(Referring expression data)

━━━━━━━━━━━━━━━━━━━━━━━━━━━━━━

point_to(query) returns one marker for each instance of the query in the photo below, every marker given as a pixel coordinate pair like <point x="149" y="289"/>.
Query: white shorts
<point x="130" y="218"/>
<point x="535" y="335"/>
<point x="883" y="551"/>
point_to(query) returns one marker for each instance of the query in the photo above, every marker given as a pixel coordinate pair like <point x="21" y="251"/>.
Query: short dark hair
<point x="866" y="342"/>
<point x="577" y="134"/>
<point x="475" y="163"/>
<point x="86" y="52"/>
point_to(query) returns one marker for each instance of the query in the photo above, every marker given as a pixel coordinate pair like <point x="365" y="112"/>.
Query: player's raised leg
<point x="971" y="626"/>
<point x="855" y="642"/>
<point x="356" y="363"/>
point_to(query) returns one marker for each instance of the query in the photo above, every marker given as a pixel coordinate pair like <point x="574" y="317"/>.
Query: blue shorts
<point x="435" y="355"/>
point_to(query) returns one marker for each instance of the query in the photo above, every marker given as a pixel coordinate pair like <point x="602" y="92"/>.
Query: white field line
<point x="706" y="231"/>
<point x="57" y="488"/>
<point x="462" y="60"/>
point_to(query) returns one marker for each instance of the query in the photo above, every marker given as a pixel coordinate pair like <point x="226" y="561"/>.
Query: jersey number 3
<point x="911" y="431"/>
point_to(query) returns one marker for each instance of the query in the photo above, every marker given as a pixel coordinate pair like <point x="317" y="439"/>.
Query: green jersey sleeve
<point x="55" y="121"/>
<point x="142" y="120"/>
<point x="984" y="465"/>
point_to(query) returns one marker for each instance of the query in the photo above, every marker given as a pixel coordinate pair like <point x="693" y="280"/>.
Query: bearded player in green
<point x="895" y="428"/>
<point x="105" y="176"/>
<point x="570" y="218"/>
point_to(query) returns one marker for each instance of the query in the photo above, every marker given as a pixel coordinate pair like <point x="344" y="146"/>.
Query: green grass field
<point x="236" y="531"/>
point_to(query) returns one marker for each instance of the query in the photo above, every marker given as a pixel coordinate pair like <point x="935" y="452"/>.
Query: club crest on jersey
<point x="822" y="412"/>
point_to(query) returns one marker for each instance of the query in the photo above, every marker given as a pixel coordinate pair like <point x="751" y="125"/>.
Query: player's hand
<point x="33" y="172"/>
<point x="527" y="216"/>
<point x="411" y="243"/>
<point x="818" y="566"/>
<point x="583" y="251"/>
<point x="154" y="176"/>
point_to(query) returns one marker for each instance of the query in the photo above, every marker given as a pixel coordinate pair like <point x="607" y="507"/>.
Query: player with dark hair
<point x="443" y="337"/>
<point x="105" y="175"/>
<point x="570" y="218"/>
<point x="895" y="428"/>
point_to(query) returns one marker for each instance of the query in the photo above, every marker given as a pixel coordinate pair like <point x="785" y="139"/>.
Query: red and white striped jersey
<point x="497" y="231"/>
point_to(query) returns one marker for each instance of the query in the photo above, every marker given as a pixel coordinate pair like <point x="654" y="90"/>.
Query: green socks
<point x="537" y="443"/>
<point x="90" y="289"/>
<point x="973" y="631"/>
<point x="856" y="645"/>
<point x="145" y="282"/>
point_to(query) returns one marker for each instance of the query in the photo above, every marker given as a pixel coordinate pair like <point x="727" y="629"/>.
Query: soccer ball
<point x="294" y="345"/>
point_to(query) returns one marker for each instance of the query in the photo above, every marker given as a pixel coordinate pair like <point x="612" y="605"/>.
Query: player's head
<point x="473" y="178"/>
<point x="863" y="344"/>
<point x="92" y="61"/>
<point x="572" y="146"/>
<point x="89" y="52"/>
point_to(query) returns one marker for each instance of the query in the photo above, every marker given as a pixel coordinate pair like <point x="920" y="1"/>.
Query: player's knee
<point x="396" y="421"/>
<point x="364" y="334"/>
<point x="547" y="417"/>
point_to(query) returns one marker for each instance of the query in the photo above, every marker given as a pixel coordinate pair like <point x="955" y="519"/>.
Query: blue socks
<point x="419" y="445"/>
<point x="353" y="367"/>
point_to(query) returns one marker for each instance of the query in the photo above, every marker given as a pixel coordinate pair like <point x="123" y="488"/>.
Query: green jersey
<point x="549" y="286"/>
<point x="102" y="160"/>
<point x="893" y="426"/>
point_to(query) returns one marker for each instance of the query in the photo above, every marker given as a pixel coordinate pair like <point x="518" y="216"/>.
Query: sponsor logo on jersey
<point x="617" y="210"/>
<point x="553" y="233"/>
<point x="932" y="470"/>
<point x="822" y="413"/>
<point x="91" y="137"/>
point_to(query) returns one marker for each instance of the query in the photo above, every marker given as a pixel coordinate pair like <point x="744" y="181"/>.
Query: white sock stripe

━━━━━━━━━━━━━━━━━━━━━━━━━━━━━━

▸ **Problem description**
Repeat all of the data shown above, exactly as it appears.

▸ **Answer box**
point_to(query) returns one marker for each instance of the query in the photo below, every marker given as a pixel coordinate pair like <point x="149" y="289"/>.
Query: white shorts
<point x="130" y="218"/>
<point x="535" y="335"/>
<point x="883" y="551"/>
point_to(query) returns one marker for each instance of the query in the photo above, every marker given as a pixel coordinate pair like <point x="21" y="251"/>.
Query: short dark hair
<point x="866" y="342"/>
<point x="577" y="134"/>
<point x="475" y="163"/>
<point x="86" y="52"/>
point_to(query) returns one marker for each instance of the query in the photo above, every marker given as a pixel coordinate pair like <point x="365" y="112"/>.
Query: player's raised leg
<point x="971" y="626"/>
<point x="855" y="642"/>
<point x="356" y="363"/>
point_to(query) returns one marker for each instance of the query in the photo above, every marker given as a pixel coordinate pair like <point x="574" y="317"/>.
Query: blue shorts
<point x="435" y="355"/>
point_to(query) returns one marker for each instance of the query in the photo above, every marker given as a pixel coordinate pair like <point x="602" y="92"/>.
Query: white field line
<point x="706" y="231"/>
<point x="57" y="488"/>
<point x="462" y="60"/>
point_to(query) returns one marker for each instance of the query in the photo above, every marker given as a pixel coordinate pair like <point x="226" y="561"/>.
Query: jersey number 3
<point x="911" y="431"/>
point_to(query) returns one marker for each instance of the query in the photo above, every marker given as a pixel coordinate pair like <point x="317" y="439"/>.
Query: green jersey sleeve
<point x="55" y="121"/>
<point x="142" y="120"/>
<point x="984" y="465"/>
point_to(query) returns one marker for each instance of the query in the photo above, every marker given as a pixel coordinate pair like <point x="693" y="280"/>.
Query: bearded player in green
<point x="895" y="428"/>
<point x="105" y="176"/>
<point x="570" y="218"/>
point_to(query) returns one marker for each instance of the query in the photo above, every marker given as a pixel coordinate pair like <point x="344" y="146"/>.
Query: green grass field
<point x="236" y="531"/>
point_to(query) returns one marker for each instance of the query in the photo above, every marker given as a pixel coordinate pair like <point x="935" y="452"/>.
Query: club crest on jersey
<point x="822" y="412"/>
point_to(query) returns one marker for each instance of the query in the photo above, every marker given as a pixel coordinate pair like <point x="751" y="125"/>.
Query: player's hand
<point x="33" y="172"/>
<point x="527" y="216"/>
<point x="411" y="243"/>
<point x="818" y="566"/>
<point x="583" y="251"/>
<point x="154" y="176"/>
point_to(query) returns one marker for each instance of the query in the photo above, every marker given as a pixel coordinate pair like <point x="607" y="507"/>.
Query: player with dark hair
<point x="443" y="337"/>
<point x="105" y="175"/>
<point x="570" y="218"/>
<point x="895" y="428"/>
point_to(query) returns one marker for each instance of the query in the photo above, every marker given as a pixel coordinate pair like <point x="785" y="139"/>.
Query: red and white striped jersey
<point x="497" y="231"/>
point_to(query) returns one marker for each instance of the query in the photo above, every marker given as a pixel coordinate pair like <point x="654" y="90"/>.
Query: green socks
<point x="537" y="443"/>
<point x="90" y="289"/>
<point x="973" y="631"/>
<point x="856" y="645"/>
<point x="145" y="282"/>
point_to(query) returns one marker for each instance of the query in the photo above, every marker given as a pixel coordinate pair like <point x="727" y="629"/>.
Query: soccer ball
<point x="294" y="345"/>
point_to(query) returns one marker for each instance of the query in the photo above, every marker given as a pixel coordinate pair like <point x="612" y="605"/>.
Query: player's head
<point x="473" y="178"/>
<point x="863" y="344"/>
<point x="92" y="61"/>
<point x="572" y="146"/>
<point x="89" y="52"/>
point_to(query) returns one marker for each instance of the query in the photo above, every marker given as a pixel coordinate pair like <point x="920" y="1"/>.
Query: player's knee
<point x="396" y="421"/>
<point x="364" y="334"/>
<point x="547" y="417"/>
point_to(query) returns one marker for each instance of the query in the photo above, every marker given as a pixel coordinate pair like <point x="955" y="519"/>.
Query: blue socks
<point x="419" y="445"/>
<point x="353" y="367"/>
point_to(query) returns one marker for each instance of the query in the photo above, every marker given as a pixel coordinate pair like <point x="123" y="488"/>.
Query: green jersey
<point x="549" y="286"/>
<point x="102" y="160"/>
<point x="893" y="426"/>
point_to(query) returns one marker for each instance of the query in the photo above, every marker given as a pixel coordinate pair like <point x="518" y="216"/>.
Query: sponsor logo on jersey
<point x="617" y="210"/>
<point x="553" y="233"/>
<point x="932" y="470"/>
<point x="822" y="413"/>
<point x="91" y="137"/>
point_to(query) returns one marker for each instance of the query in the photo above, every marker given as a pixel coordinate pair like <point x="744" y="181"/>.
Query: white sock stripe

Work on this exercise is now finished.